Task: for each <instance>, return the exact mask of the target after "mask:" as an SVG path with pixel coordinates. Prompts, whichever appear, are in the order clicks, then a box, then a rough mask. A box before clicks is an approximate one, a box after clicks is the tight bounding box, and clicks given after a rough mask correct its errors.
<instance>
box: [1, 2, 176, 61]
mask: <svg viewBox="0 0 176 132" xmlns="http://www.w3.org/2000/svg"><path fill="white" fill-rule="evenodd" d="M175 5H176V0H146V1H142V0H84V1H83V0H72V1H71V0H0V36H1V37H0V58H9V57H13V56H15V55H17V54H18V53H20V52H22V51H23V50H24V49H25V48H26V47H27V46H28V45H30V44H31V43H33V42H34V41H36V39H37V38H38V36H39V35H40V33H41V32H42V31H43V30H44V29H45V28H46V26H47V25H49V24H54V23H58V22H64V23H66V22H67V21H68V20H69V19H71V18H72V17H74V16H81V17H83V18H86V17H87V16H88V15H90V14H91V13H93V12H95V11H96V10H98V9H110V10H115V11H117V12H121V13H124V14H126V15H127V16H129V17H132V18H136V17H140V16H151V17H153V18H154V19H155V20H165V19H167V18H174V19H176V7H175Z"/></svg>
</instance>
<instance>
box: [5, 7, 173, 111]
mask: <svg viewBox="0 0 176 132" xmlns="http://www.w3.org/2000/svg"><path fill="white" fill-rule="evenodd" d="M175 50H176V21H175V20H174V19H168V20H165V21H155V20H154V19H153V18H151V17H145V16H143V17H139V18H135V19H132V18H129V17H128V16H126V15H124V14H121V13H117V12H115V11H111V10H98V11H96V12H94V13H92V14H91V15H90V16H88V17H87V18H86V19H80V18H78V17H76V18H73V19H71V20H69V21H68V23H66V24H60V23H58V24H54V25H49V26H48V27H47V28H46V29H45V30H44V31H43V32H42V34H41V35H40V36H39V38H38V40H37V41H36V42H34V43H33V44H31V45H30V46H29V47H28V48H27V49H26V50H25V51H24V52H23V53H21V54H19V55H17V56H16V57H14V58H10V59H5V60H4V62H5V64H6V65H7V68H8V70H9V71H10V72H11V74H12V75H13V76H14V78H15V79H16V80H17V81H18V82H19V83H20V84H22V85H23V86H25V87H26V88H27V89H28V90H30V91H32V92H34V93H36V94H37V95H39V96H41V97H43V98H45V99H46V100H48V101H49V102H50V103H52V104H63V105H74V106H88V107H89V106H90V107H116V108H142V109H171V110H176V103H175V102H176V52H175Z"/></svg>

WORK ORDER: In the material above, please find every line that includes the word "instance" and copy it.

EXERCISE OUTPUT:
Task: for each <instance>, return the exact mask of the target after "mask:" as an SVG path with pixel coordinates. Prompts, whichever appear, are in the order clicks, then a box, then a rough mask. A box before clicks is an approximate one, a box after clicks is the tight bounding box, and clicks given after a rough mask correct its errors.
<instance>
</instance>
<instance>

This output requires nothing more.